[DATASET RECORDS]:
※ ※ ※

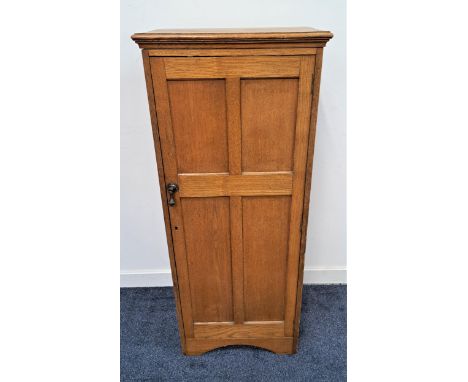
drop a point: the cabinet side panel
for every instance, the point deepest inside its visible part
(198, 111)
(207, 239)
(268, 122)
(265, 234)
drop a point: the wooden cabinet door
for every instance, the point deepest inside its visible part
(234, 135)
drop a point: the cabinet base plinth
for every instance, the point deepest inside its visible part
(197, 346)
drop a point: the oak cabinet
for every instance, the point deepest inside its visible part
(233, 115)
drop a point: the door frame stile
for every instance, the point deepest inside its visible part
(297, 200)
(308, 185)
(233, 101)
(162, 188)
(168, 154)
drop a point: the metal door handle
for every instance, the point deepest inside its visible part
(172, 188)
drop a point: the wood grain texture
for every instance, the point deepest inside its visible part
(245, 330)
(233, 126)
(233, 35)
(265, 233)
(162, 188)
(198, 346)
(170, 172)
(300, 158)
(235, 168)
(269, 109)
(224, 67)
(210, 185)
(198, 112)
(308, 184)
(207, 238)
(231, 52)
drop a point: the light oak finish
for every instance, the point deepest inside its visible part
(225, 67)
(206, 185)
(231, 52)
(245, 330)
(234, 115)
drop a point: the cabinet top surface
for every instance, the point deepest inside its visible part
(227, 35)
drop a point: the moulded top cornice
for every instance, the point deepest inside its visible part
(233, 36)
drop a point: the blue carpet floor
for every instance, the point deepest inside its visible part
(150, 349)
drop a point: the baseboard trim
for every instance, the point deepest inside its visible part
(162, 277)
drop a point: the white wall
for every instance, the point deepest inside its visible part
(144, 258)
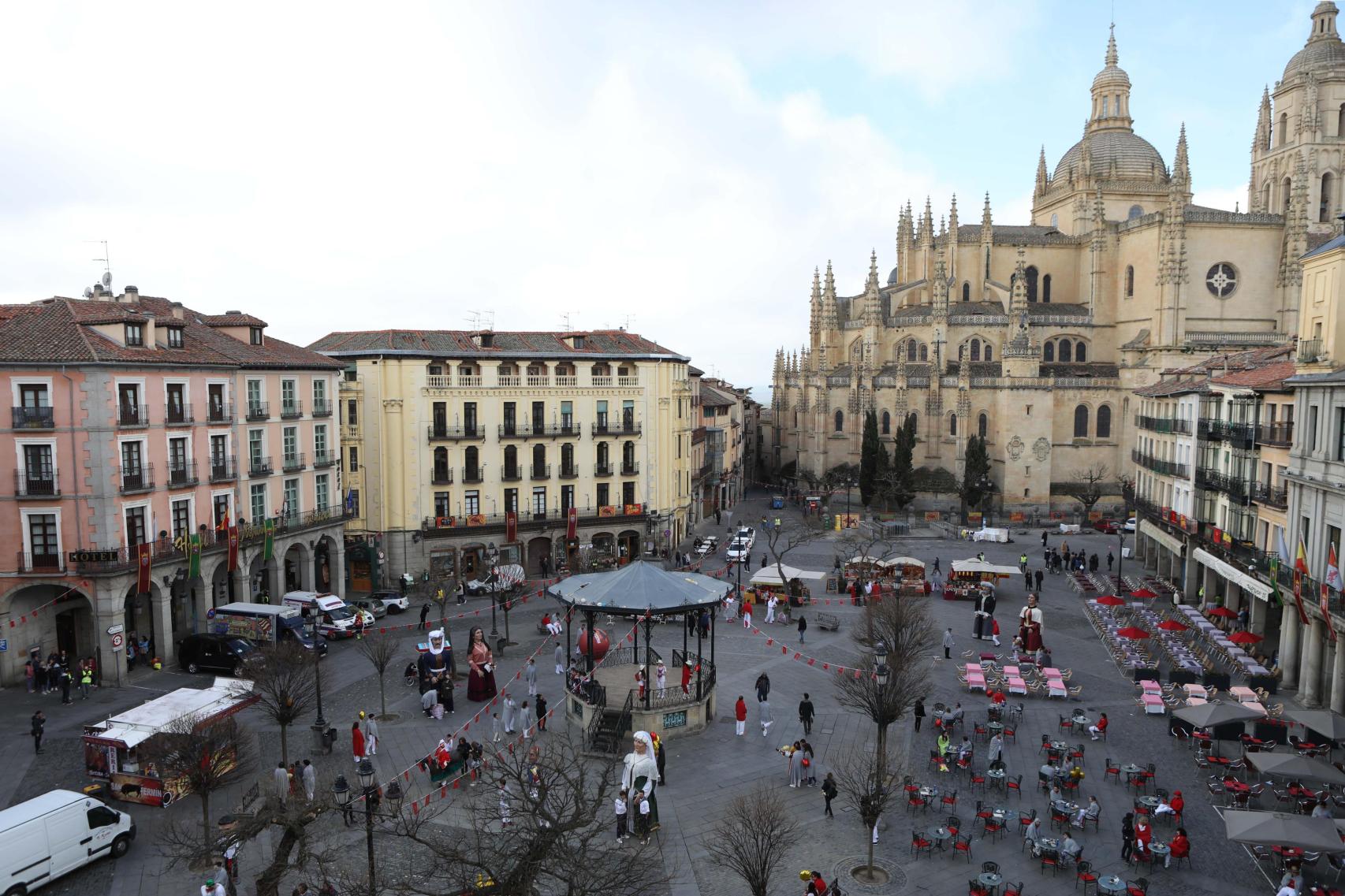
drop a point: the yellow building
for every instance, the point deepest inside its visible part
(456, 441)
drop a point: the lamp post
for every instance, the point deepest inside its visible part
(341, 790)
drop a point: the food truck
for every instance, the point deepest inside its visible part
(117, 749)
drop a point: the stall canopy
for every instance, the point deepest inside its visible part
(1282, 829)
(640, 587)
(973, 567)
(144, 721)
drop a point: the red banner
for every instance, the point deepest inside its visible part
(233, 549)
(144, 570)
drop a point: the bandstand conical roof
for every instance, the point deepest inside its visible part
(640, 587)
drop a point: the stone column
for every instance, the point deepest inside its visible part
(1289, 634)
(1310, 686)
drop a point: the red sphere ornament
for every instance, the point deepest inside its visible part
(602, 643)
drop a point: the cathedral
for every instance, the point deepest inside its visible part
(1034, 335)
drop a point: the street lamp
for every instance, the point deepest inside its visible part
(341, 790)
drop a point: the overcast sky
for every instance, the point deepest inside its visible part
(676, 169)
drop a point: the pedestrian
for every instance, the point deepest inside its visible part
(806, 713)
(829, 793)
(371, 734)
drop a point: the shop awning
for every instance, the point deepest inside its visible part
(1232, 574)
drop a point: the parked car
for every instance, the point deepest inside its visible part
(217, 652)
(393, 600)
(375, 607)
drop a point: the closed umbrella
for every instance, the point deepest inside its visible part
(1207, 715)
(1295, 767)
(1282, 829)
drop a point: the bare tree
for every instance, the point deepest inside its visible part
(285, 686)
(205, 757)
(1089, 486)
(868, 781)
(379, 650)
(752, 837)
(558, 837)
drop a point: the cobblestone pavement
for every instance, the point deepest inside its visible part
(702, 771)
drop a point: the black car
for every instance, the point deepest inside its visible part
(217, 652)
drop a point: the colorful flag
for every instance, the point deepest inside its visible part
(144, 570)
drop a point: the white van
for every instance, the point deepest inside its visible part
(54, 835)
(329, 614)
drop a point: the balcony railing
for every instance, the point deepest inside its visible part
(183, 474)
(177, 415)
(34, 418)
(1164, 424)
(224, 468)
(453, 433)
(617, 428)
(35, 483)
(1165, 467)
(1276, 433)
(136, 479)
(222, 412)
(132, 416)
(1272, 496)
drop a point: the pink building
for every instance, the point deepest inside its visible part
(137, 422)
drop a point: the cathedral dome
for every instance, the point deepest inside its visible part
(1135, 158)
(1324, 50)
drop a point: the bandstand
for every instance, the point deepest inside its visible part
(604, 697)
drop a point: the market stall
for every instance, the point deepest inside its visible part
(114, 749)
(967, 578)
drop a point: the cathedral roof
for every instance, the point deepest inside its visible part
(1324, 51)
(1135, 158)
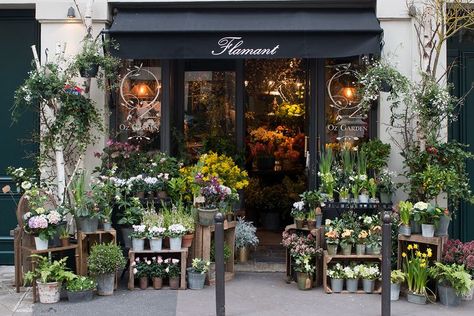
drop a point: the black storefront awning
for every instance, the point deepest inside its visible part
(245, 33)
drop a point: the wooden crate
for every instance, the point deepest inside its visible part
(319, 235)
(202, 247)
(133, 254)
(435, 243)
(348, 258)
(85, 242)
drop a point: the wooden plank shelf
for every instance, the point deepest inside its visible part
(183, 252)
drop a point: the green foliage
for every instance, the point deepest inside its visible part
(47, 271)
(377, 154)
(105, 259)
(81, 283)
(453, 275)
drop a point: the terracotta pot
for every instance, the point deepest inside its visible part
(143, 283)
(174, 283)
(64, 242)
(187, 240)
(157, 283)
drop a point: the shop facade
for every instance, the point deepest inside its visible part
(211, 74)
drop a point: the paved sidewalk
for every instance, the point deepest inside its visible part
(248, 294)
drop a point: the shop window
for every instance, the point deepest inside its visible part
(209, 112)
(346, 125)
(138, 115)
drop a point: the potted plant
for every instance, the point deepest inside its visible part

※ ※ ※

[PROBLEM TO WORK ON]: Copy every line from the records above that contains the string "lamp".

[RESULT OF THIS EXERCISE]:
drop a point: the lamp post
drop a point: the street lamp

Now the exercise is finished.